Count the lines in the material below that contain the string "shoulder". Reply with the number alone.

***** Provided records *****

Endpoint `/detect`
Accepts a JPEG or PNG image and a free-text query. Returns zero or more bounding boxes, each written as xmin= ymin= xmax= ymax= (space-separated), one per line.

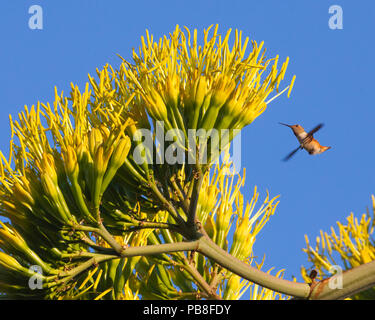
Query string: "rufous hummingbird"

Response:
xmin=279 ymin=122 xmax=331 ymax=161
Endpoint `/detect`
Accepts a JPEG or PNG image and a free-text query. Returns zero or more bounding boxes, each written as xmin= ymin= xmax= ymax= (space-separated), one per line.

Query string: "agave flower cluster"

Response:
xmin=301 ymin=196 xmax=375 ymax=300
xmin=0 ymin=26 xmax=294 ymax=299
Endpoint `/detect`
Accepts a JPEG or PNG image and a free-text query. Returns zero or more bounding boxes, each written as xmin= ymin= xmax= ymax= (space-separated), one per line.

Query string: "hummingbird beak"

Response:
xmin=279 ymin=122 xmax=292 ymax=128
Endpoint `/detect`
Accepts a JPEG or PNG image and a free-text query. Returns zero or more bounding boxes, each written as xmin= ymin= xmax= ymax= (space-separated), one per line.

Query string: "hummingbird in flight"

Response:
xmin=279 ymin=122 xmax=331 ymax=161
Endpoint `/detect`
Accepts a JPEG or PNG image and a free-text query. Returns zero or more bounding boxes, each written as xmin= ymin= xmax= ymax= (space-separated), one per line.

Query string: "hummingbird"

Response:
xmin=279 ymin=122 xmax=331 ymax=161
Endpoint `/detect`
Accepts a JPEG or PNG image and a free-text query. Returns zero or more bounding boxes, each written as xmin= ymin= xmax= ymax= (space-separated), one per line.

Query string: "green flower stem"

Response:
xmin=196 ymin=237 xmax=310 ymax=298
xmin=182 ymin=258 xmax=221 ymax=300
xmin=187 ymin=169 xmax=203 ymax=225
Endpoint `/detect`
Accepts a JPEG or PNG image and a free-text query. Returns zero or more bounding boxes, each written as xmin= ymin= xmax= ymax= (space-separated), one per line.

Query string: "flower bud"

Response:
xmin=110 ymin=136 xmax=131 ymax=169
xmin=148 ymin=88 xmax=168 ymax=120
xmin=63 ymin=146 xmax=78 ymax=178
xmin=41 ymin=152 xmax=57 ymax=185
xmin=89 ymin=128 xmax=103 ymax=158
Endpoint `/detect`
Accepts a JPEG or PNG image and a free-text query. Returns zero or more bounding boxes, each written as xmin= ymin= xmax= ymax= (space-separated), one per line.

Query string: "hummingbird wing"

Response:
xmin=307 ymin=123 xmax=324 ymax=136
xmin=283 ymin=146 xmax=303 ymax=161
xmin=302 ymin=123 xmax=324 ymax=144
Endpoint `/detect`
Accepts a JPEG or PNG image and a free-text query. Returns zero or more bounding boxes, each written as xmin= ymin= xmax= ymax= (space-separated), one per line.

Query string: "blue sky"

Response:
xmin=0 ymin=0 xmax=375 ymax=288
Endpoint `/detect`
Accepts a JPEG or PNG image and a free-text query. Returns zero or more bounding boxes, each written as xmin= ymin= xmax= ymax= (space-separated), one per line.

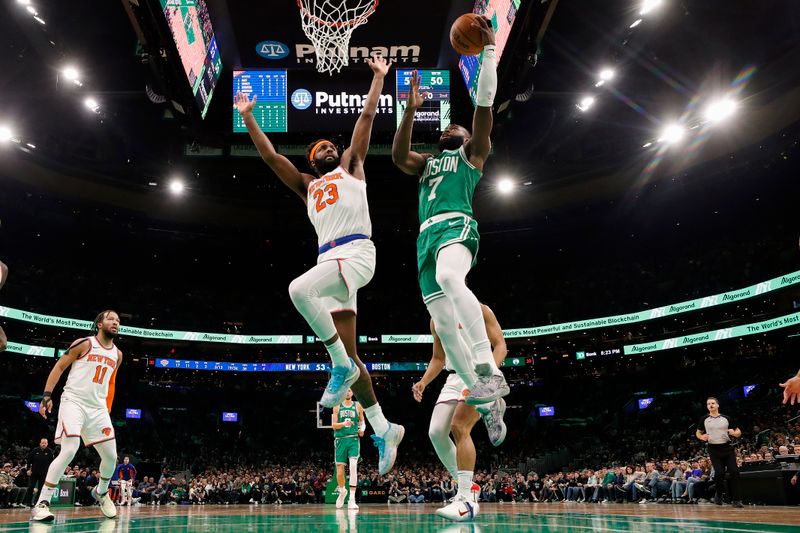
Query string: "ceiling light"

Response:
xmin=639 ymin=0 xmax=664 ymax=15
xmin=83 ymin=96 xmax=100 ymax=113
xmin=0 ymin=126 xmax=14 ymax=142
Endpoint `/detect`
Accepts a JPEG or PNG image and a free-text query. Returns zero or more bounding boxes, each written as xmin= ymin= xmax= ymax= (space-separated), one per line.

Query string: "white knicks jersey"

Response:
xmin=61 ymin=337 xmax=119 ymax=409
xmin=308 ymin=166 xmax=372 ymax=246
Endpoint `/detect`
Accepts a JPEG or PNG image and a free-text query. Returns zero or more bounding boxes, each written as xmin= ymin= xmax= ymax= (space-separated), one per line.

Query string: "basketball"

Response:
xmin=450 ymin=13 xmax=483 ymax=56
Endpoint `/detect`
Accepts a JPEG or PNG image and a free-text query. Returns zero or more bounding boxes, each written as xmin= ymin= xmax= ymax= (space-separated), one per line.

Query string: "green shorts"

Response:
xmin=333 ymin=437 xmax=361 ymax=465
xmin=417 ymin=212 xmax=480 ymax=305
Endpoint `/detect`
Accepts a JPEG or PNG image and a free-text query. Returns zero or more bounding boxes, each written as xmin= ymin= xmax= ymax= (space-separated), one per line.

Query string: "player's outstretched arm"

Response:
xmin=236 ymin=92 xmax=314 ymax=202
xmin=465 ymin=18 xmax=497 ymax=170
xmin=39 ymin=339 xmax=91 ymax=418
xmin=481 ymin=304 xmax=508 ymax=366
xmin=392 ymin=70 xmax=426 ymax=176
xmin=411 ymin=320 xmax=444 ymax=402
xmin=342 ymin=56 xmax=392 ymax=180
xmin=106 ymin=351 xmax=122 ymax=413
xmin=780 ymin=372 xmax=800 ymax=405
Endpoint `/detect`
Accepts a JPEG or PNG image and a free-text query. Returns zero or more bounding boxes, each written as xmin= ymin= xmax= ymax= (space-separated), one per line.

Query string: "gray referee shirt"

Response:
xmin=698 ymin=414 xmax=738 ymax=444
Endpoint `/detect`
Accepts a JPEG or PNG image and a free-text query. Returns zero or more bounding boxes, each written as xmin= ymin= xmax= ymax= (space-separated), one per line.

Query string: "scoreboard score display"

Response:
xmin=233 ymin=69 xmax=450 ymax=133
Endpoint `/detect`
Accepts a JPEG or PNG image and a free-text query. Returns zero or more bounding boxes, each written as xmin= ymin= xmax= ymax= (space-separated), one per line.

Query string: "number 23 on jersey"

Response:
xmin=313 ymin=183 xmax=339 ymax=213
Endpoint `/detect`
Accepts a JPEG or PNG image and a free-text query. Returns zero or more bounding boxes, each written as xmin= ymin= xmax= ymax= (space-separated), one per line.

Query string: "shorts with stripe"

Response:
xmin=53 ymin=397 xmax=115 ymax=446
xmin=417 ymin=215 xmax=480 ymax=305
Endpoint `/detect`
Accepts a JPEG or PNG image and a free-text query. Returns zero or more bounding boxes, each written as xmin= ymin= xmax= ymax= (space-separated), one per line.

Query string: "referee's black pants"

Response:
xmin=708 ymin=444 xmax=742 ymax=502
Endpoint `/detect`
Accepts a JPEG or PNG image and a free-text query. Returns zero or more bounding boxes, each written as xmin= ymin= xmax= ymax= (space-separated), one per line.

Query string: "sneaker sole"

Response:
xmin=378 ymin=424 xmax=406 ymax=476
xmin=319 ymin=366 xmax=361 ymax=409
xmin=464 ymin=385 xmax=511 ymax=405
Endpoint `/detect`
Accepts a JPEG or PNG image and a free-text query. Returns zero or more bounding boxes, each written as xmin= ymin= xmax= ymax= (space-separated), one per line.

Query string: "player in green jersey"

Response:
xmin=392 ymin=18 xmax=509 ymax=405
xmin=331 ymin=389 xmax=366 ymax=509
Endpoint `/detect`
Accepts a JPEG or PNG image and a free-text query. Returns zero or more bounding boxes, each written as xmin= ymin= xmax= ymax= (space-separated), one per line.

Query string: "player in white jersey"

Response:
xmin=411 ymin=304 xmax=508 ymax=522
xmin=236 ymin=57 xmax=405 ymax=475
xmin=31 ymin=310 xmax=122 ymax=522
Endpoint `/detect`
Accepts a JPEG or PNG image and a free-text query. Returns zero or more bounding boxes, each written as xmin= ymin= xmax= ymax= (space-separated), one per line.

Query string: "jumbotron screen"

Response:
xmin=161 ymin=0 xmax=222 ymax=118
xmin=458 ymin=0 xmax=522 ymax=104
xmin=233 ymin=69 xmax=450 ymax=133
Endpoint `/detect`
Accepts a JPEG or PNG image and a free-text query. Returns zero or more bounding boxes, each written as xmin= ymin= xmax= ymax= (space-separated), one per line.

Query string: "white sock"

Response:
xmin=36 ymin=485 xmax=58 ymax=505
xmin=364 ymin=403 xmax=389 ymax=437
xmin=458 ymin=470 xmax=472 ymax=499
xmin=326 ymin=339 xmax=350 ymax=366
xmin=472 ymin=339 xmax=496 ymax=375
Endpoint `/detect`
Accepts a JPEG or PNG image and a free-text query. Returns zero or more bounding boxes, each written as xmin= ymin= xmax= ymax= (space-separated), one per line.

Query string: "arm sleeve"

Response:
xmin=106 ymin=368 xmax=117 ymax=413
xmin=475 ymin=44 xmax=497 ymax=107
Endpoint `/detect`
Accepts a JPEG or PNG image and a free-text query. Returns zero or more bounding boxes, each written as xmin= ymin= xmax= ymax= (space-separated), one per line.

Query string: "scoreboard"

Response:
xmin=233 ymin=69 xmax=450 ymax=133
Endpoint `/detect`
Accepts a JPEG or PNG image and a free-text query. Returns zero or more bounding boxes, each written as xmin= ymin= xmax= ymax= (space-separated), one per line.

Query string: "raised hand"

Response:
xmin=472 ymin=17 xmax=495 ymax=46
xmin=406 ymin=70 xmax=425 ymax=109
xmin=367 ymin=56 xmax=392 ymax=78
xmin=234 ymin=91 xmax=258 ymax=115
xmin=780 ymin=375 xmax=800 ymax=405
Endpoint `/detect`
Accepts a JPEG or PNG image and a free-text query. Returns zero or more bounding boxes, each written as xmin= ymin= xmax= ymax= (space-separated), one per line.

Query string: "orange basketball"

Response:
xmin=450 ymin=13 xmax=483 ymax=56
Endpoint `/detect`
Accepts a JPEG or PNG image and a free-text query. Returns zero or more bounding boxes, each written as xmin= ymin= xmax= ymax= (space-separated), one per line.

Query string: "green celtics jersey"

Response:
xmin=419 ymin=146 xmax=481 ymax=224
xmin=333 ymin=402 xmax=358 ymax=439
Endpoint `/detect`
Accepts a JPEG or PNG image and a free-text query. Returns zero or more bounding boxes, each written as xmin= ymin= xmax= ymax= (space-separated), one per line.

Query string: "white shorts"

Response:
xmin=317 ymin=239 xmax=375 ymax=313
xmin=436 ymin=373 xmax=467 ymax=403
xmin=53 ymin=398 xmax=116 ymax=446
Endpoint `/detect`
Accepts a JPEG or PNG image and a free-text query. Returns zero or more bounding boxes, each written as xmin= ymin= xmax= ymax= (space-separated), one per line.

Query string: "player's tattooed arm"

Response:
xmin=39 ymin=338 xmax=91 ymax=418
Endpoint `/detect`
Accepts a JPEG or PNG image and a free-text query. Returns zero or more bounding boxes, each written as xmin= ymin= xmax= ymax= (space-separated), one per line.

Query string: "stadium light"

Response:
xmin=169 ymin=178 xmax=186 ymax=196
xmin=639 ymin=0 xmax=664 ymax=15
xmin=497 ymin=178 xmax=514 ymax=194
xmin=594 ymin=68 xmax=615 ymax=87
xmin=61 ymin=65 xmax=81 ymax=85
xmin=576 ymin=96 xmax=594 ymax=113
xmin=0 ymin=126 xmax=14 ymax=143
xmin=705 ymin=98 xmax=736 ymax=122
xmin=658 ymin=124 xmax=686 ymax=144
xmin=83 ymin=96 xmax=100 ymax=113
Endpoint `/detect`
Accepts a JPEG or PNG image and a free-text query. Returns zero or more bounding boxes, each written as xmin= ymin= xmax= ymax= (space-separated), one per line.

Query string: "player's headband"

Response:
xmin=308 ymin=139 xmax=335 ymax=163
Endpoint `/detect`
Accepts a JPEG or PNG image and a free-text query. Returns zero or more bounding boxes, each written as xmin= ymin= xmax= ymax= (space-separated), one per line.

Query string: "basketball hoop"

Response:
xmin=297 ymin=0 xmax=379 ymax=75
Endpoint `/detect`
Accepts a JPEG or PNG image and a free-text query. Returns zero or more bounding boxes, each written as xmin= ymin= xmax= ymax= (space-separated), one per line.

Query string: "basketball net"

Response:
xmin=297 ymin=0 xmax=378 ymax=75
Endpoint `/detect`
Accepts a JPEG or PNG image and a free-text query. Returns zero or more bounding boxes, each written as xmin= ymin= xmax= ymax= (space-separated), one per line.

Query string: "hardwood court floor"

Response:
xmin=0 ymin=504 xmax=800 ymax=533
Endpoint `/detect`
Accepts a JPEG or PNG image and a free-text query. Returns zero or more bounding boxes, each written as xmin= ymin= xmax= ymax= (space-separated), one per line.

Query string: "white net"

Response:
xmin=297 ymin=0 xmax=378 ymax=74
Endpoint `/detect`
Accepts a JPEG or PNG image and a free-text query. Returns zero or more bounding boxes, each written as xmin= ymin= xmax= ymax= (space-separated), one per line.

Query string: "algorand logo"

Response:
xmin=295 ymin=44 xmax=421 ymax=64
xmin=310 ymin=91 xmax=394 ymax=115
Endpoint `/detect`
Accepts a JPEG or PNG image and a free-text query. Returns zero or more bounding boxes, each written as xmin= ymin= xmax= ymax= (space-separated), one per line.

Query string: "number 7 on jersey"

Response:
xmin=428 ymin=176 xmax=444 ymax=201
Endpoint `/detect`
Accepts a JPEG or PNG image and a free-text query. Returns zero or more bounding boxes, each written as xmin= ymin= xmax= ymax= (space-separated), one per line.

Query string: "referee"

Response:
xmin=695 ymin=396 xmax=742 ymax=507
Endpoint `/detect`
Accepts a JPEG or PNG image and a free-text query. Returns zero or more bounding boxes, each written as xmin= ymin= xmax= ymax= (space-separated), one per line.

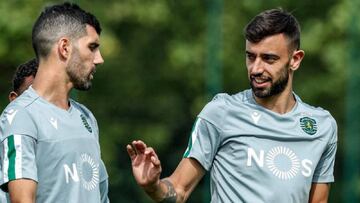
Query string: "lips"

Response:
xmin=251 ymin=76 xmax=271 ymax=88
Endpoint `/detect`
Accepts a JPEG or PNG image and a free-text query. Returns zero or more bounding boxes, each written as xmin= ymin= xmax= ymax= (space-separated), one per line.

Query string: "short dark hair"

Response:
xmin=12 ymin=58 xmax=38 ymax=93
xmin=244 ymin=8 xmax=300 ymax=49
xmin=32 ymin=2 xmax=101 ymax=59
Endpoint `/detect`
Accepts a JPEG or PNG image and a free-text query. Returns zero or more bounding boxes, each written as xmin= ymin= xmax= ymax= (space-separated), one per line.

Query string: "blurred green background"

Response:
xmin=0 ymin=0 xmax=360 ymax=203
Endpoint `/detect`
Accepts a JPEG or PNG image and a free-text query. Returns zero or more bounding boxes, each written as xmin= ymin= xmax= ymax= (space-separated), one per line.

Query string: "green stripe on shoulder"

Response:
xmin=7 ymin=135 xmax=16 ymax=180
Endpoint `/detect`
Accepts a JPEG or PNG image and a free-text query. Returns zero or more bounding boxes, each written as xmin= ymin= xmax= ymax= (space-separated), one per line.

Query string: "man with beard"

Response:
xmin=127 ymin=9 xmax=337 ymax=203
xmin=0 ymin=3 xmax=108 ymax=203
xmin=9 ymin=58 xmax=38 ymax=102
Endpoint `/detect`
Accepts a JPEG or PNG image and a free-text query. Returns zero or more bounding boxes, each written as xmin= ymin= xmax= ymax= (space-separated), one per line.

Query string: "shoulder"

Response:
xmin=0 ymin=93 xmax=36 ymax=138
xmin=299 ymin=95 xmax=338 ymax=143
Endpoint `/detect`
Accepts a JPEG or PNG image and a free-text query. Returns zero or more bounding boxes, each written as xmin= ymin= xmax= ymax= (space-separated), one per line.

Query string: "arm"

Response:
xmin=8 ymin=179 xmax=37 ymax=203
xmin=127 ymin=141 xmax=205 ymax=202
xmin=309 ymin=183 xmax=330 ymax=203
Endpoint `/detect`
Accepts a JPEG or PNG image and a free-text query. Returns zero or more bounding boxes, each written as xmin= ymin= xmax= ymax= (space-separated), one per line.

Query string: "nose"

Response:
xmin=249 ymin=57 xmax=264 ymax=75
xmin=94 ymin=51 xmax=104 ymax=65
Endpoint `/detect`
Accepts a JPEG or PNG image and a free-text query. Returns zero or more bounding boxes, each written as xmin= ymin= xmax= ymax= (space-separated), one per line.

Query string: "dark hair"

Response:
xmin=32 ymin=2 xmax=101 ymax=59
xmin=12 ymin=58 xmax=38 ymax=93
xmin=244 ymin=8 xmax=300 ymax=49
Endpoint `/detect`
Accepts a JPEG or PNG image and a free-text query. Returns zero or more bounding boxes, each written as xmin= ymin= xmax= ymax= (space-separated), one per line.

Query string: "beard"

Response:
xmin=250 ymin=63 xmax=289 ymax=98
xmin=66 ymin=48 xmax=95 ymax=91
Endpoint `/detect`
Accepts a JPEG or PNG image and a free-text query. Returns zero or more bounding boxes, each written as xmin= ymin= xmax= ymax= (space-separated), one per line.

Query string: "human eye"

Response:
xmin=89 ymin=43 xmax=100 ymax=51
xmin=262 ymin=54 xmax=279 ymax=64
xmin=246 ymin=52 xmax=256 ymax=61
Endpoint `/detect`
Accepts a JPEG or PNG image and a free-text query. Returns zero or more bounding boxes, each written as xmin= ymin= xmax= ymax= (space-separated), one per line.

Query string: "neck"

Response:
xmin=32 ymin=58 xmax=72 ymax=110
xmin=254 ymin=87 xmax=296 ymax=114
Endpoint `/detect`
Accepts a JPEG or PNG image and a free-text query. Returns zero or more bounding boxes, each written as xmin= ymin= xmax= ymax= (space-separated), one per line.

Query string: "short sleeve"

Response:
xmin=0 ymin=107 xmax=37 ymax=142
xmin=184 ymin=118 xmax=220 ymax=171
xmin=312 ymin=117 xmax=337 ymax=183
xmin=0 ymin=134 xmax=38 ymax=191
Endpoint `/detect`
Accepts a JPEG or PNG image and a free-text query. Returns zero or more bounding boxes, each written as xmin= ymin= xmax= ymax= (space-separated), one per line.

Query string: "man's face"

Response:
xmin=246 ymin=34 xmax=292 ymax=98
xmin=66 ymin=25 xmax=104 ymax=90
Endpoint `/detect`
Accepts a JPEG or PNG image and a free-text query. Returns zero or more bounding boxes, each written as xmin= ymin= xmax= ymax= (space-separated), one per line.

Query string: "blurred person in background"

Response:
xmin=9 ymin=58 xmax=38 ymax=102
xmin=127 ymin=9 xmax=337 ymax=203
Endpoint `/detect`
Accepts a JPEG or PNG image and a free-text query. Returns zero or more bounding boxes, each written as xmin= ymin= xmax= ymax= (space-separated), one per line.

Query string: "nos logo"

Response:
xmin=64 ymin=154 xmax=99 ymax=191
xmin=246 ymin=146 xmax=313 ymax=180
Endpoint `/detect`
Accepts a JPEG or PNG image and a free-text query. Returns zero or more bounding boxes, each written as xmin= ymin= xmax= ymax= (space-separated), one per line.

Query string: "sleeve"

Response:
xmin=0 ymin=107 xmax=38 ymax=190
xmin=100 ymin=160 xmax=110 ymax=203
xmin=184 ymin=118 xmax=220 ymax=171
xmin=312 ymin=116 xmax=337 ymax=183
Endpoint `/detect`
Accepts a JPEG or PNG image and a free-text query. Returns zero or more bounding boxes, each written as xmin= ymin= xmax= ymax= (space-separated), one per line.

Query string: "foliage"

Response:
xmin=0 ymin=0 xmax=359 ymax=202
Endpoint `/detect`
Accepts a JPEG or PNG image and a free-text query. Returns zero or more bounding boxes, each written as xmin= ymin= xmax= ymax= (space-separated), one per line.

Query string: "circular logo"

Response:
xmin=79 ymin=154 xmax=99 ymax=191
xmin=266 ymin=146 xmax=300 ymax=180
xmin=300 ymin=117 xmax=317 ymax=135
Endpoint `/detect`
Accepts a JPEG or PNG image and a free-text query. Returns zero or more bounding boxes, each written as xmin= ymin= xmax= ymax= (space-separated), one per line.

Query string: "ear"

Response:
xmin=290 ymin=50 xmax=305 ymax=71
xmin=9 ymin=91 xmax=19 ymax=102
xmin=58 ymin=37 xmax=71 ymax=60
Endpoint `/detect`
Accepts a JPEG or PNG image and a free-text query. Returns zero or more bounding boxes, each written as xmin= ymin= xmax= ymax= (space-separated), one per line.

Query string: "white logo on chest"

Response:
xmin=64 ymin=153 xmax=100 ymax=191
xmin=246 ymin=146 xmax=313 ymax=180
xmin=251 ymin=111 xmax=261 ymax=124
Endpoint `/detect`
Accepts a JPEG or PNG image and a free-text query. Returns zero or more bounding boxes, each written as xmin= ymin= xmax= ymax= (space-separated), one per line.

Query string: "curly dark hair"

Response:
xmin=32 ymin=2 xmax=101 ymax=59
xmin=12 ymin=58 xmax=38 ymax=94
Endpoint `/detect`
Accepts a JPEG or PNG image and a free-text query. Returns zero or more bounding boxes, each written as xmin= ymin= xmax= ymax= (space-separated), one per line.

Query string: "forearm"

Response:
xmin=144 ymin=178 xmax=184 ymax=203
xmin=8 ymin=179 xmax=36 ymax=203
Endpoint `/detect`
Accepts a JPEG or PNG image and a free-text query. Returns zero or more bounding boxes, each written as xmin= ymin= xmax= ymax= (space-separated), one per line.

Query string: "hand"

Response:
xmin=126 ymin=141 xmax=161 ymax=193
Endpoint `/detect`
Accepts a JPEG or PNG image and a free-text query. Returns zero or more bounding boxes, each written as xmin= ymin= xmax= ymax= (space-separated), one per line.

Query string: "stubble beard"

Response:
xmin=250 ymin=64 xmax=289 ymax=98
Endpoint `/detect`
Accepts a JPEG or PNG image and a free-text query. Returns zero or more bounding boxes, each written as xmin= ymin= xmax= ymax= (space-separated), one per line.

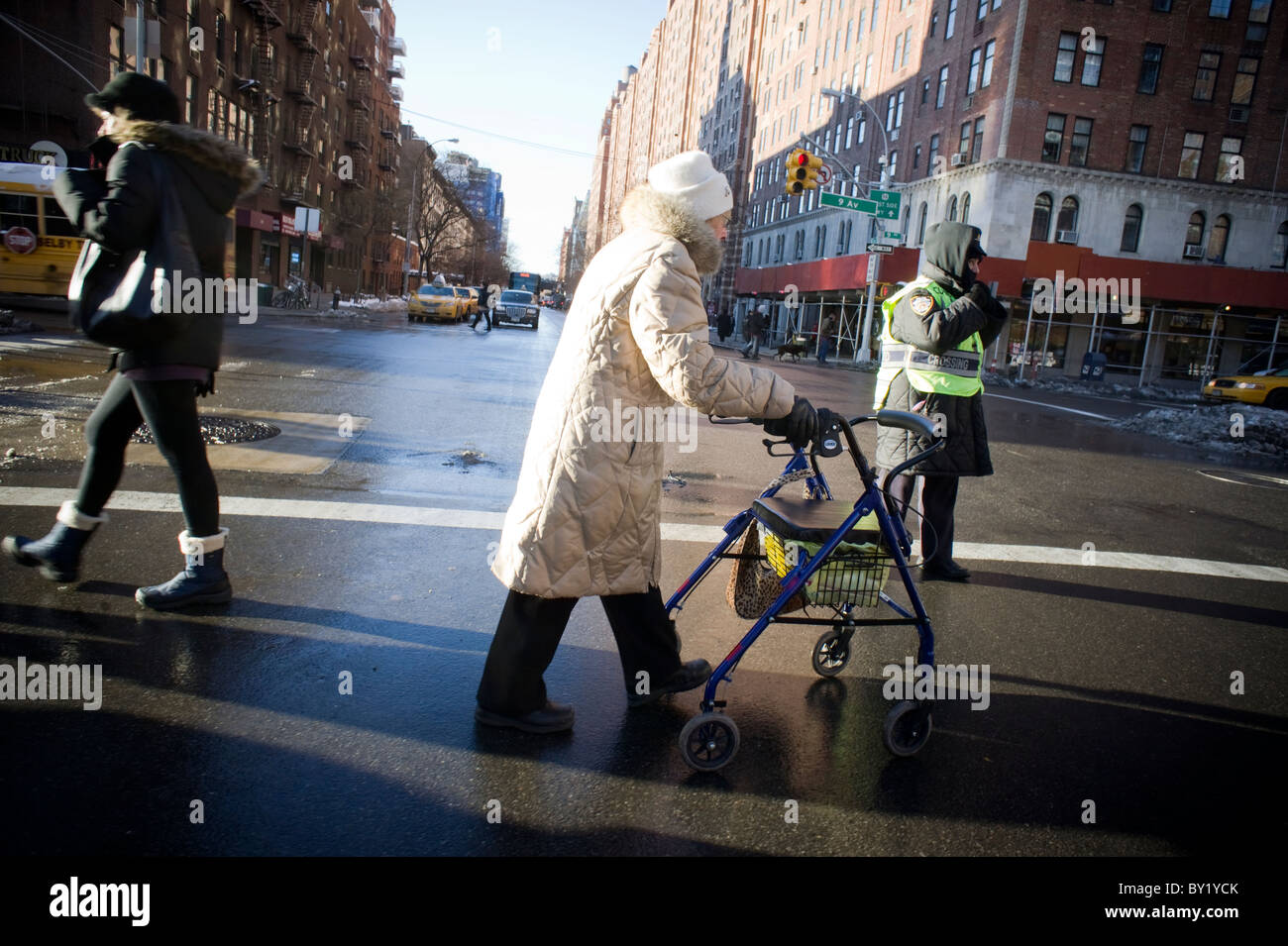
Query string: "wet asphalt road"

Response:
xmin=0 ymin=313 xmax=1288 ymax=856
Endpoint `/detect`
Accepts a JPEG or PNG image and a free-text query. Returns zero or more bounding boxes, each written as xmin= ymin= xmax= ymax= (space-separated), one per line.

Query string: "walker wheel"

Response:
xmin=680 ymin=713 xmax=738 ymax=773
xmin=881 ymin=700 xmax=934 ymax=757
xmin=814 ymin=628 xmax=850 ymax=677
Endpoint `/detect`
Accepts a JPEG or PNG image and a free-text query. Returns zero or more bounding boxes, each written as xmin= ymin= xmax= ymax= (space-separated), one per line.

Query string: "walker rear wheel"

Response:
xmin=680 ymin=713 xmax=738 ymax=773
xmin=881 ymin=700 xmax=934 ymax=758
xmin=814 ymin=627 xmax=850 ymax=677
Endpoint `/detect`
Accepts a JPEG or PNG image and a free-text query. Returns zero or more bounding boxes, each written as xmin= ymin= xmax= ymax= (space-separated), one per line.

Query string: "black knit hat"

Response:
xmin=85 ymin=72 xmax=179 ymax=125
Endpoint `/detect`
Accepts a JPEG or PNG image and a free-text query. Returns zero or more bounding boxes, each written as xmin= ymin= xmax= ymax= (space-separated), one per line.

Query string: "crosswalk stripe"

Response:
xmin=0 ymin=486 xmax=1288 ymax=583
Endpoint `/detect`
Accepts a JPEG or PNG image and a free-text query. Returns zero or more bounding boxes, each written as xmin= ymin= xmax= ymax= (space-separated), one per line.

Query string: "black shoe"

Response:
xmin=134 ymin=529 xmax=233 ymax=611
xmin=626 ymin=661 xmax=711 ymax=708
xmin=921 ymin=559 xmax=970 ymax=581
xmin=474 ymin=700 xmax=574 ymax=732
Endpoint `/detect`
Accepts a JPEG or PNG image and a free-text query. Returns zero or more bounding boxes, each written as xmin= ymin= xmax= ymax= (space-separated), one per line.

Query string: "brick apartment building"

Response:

*****

● **Reply**:
2